WHAT YOU SHOULD DO –
Reproduce every line of the records below word for word, leaving nothing out.

━━ ROWS

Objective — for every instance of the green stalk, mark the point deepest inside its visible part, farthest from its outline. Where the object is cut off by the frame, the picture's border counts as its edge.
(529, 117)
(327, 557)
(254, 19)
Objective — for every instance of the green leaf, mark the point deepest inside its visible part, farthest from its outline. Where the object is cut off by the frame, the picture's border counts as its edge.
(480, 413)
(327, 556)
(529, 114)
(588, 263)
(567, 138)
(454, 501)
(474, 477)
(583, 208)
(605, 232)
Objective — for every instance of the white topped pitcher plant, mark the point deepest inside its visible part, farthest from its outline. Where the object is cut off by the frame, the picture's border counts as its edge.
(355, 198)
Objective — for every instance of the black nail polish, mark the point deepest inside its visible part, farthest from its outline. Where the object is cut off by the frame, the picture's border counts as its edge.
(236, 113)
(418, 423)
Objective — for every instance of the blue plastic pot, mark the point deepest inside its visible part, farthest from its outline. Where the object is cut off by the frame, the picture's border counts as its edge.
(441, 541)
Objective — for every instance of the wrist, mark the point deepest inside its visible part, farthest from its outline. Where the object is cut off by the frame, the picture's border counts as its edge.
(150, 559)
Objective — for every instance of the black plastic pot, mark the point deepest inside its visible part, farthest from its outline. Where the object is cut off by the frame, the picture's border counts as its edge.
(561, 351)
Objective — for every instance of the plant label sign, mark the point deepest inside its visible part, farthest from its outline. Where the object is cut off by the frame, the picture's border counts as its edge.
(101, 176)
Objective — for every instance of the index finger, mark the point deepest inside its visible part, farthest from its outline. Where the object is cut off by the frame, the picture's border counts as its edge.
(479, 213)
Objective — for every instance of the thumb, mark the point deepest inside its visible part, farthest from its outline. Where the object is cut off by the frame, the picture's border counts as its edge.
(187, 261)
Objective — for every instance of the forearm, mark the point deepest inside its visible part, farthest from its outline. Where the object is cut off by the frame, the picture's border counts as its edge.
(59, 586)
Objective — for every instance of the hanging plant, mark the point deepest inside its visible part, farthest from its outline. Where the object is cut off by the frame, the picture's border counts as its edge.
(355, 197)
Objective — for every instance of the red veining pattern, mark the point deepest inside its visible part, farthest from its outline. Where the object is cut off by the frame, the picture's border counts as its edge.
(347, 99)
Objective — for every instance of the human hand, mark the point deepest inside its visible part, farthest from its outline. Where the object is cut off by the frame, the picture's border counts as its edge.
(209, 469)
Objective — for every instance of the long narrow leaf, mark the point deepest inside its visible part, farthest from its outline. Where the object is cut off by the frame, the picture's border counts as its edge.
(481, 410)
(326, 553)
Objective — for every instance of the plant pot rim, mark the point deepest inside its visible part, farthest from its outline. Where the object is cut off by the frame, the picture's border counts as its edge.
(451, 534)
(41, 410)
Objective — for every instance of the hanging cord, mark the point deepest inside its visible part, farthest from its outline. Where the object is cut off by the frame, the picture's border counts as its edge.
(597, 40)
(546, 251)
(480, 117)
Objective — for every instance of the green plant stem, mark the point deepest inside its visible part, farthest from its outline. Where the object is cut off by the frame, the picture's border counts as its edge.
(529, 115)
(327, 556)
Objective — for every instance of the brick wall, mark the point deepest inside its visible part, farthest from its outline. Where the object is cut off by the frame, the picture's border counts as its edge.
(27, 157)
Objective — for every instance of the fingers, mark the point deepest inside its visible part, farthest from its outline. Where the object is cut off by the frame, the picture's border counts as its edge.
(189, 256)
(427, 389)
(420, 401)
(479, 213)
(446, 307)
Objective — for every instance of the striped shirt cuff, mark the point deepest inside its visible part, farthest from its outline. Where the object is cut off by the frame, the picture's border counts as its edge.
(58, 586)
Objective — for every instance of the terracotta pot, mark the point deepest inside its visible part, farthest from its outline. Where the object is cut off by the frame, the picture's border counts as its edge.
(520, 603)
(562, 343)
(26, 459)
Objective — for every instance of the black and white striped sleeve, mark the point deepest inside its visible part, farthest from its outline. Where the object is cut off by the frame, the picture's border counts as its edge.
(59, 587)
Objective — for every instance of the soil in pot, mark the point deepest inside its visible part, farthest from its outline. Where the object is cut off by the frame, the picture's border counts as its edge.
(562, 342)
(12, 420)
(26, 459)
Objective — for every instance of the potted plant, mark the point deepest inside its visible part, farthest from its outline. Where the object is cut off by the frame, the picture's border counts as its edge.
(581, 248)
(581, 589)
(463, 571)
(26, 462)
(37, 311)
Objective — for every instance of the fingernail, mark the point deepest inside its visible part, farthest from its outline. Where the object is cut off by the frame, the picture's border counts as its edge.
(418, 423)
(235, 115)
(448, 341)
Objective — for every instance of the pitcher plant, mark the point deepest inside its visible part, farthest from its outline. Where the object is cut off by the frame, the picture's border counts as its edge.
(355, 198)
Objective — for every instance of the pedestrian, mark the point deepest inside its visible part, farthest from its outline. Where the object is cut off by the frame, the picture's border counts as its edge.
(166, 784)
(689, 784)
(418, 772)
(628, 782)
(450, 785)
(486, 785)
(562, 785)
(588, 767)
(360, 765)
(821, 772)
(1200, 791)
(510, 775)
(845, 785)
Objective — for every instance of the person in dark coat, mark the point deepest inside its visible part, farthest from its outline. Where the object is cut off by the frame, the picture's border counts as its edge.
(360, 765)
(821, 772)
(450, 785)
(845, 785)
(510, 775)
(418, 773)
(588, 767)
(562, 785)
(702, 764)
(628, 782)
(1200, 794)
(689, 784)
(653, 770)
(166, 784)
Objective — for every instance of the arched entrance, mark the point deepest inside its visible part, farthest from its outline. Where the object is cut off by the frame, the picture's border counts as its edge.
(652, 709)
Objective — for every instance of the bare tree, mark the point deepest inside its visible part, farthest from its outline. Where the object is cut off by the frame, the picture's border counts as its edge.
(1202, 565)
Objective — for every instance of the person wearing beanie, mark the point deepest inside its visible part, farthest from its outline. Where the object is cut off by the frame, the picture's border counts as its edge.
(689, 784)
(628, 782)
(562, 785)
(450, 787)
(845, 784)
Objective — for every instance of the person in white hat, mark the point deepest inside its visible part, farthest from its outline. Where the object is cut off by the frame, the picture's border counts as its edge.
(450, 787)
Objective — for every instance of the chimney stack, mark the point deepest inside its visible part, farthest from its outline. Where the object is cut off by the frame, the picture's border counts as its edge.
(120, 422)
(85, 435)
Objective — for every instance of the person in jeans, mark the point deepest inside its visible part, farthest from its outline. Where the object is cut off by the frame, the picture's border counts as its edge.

━━━━

WORKED ANSWER –
Objective — for every instance of the green stalk, mark the point deepest inside its visible part, farthest from its outline. Where the object is cut off by the frame, the picture's border counts as its edge.
(529, 117)
(327, 557)
(254, 19)
Objective — for every instance of the green leaf, mark the point deepest inside its visible part, farthest from its outline. Where the object is cut off by the frame, the picture's border counts as its edge.
(480, 413)
(327, 556)
(529, 114)
(588, 263)
(567, 138)
(454, 501)
(474, 477)
(583, 208)
(605, 232)
Objective — for every instance of the white topped pitcher plant, mark the point deepest inside its visible part, farthest from its outline. Where the object is cut off by the frame, the picture's border counts as its edge.
(355, 198)
Objective — for every instance of the black nail polish, mark the point deepest inside its visible part, farthest from its outline. Where the object is cut off by the frame, the picture's border counts as its edge.
(236, 113)
(418, 423)
Objective — for every instance of the blue plastic pot, mark the point deepest inside its visible part, farthest from its outline. Where the object is cut off by the frame, the picture's border counts as its edge.
(441, 541)
Objective — for every instance of the wrist, mark the point deepest inside its visible part, farthest from its outline. Where the object is cut off by the frame, the picture's border counts as its edge.
(150, 559)
Objective — for every instance of the black plastic pot, mark the point deepest inside its visible part, farthest from its outline. Where the object is cut off by the frame, the picture's border counts as its edge.
(561, 351)
Objective — for every instance of the plant label sign, mark the point deepest inside its visible part, farthest from its outline. Where the object is cut off by the frame, the picture's border counts as its edge.
(101, 176)
Objective — for every instance of the index finger, mark the point deepest inside its visible part, farthest from its outline. Where the object is cut off by the frame, the picture's border counts as its edge.
(479, 213)
Objective — for every instance of the thumb, mark the point deepest inside its visible part, farthest from its outline. Where the object is cut off by the frame, the picture's border counts as its edge.
(187, 261)
Objective — for every instance of the forearm, mark the point deepest inside its visible part, farthest from its outline. Where the object is cut off by the frame, the picture's border counts as its edge.
(59, 586)
Objective — for every instance of the hanging plant, mark the point deepest inside its visible part, farthest from its outline. Where the object is cut off by the frame, the picture's border counts as its edge.
(355, 197)
Objective — for every instance of the red veining pattern, mark the point deepest inside its visible part, farthest from its outline. Where the object is cut off by the frame, the picture's border counts as its edge.
(347, 99)
Objective — for every instance of the human hand, mark the point deepest inside its visible part, farthest from its outline. Where the object is cut off by the frame, the picture's border counts as its edge.
(209, 469)
Objective — for every instance of the long narrow leaf, mark the point deepest inside its visible part, farthest from its outline. Where the object is cut off by the frame, the picture's border counts as its edge.
(481, 410)
(326, 553)
Objective — for every instance of the plant pot rim, mark the point deepest inside its visible part, farthest from its outline. Where the object is cut off by the frame, the picture's border counts as its edge.
(451, 534)
(41, 410)
Objective — for every instance of the hanging cord, mark the point deepest inside its visible part, farthest from its outline. Where the object is cut off by the frame, the picture's border counts as its edge.
(597, 40)
(546, 251)
(480, 117)
Objective — for every instance of the green plant stem, mark the point deepest inside its visible part, farthest from its outline. Where the object is cut off by the frame, the picture's border counts as its edge.
(529, 115)
(327, 556)
Objective — for every instance of the brick wall, mark the point deepest inside its visible part, farthest from its outline. Where the object is cut off by the frame, the picture's border counts as its edge.
(27, 157)
Objective — for every instance of the fingers, mark the point deepest inside its visible part, farthest from its outline. Where the object is cut off by the frame, the picture's border counts as its edge.
(189, 256)
(427, 389)
(420, 401)
(479, 213)
(446, 307)
Objective — for every instance of the striped shirt cuff, mark the point deepest inside its visible part, farthest from its outline. Where the object is cut off by the frame, the picture's border counts as its edge.
(58, 586)
Objective — for every instance of the terracotta pot, mark the point deepest inside its visible part, farthest from its outline. Where the object is cut off by the frame, the picture's border counts as its edge.
(520, 603)
(562, 343)
(26, 459)
Objective — for every instance of the black and white striped sleeve, mark the point deepest inside its visible part, farthest from its outline. Where the object is cut off by the frame, the picture's border counts as its edge.
(59, 587)
Objective — for every instance of the soil in pot, mark the point deepest inside its visible part, farthest from its outline. Where the object is cut off by the frame, the picture's border counts as its edge.
(562, 342)
(12, 420)
(26, 459)
Objective — for every instance of the potted plant, mark the point deepest inside its visible part, farthest from its outline. Where the object is cut off by the frame, the picture's border counts as its edge.
(581, 248)
(581, 589)
(463, 571)
(26, 462)
(37, 311)
Objective — for every instance of the fingernail, mark the point deepest inside its visible part, farthest from its outline. Where the object is cut off by the frame, the picture's border counts as its edge.
(418, 423)
(235, 115)
(448, 341)
Objective — for every instance of the pitcher plant, mark the point deepest inside its visible part, farthest from its outline. Where the object is cut off by the frame, the picture's border counts as its edge.
(355, 198)
Objective — for every instance of the pedestrian, mark the point deepest inside its visible part, farthest from its outline. Where the object is cut off by the frame, the picture's border counts as its edge.
(166, 784)
(689, 784)
(418, 772)
(628, 782)
(450, 785)
(486, 785)
(562, 785)
(588, 767)
(360, 765)
(821, 772)
(1200, 791)
(510, 775)
(845, 785)
Objective — for every instance of the person in dark coat, mark the point deepest inside its visible part, farthest from its outline. Where the object is cut off by the frame, the picture's border counts as its edge.
(360, 765)
(821, 772)
(450, 785)
(845, 785)
(510, 775)
(418, 773)
(588, 767)
(562, 785)
(702, 764)
(628, 782)
(1200, 794)
(689, 784)
(653, 770)
(166, 784)
Objective — for every instance of the arched entrance, mark the point deepest inside its visible part, farthest from its outline. Where the object is cut off by the frame, the picture's border counts as its edge.
(652, 709)
Objective — for every instance of the bare tree, mark the point deepest inside its visible part, farthest from its outline. Where the object is cut off by the frame, the picture's border counts as its edge.
(1202, 565)
Objective — for every instance of the person wearing beanie, mark the point deepest inside its visible part, farthest from its outline. Where the object is cut off by the frame, the picture's border counts as its edge.
(689, 784)
(628, 782)
(562, 785)
(450, 787)
(845, 784)
Objective — for every instance of the person in white hat, mark the point deepest inside its visible part, farthest from its outline. Where the object is cut off by the frame, the picture's border counts as its edge.
(450, 787)
Objective — for every instance of the chimney stack, mark the point deepest inside its visible part, farthest from its outline. Where the object is cut off by the frame, the picture's border counts as its edge.
(120, 422)
(85, 435)
Objective — for every instance of the person in jeans, mark the point deepest inside its visible part, farthest from its outline. Where the object is cut off by the frame, the picture's border counts as its edge.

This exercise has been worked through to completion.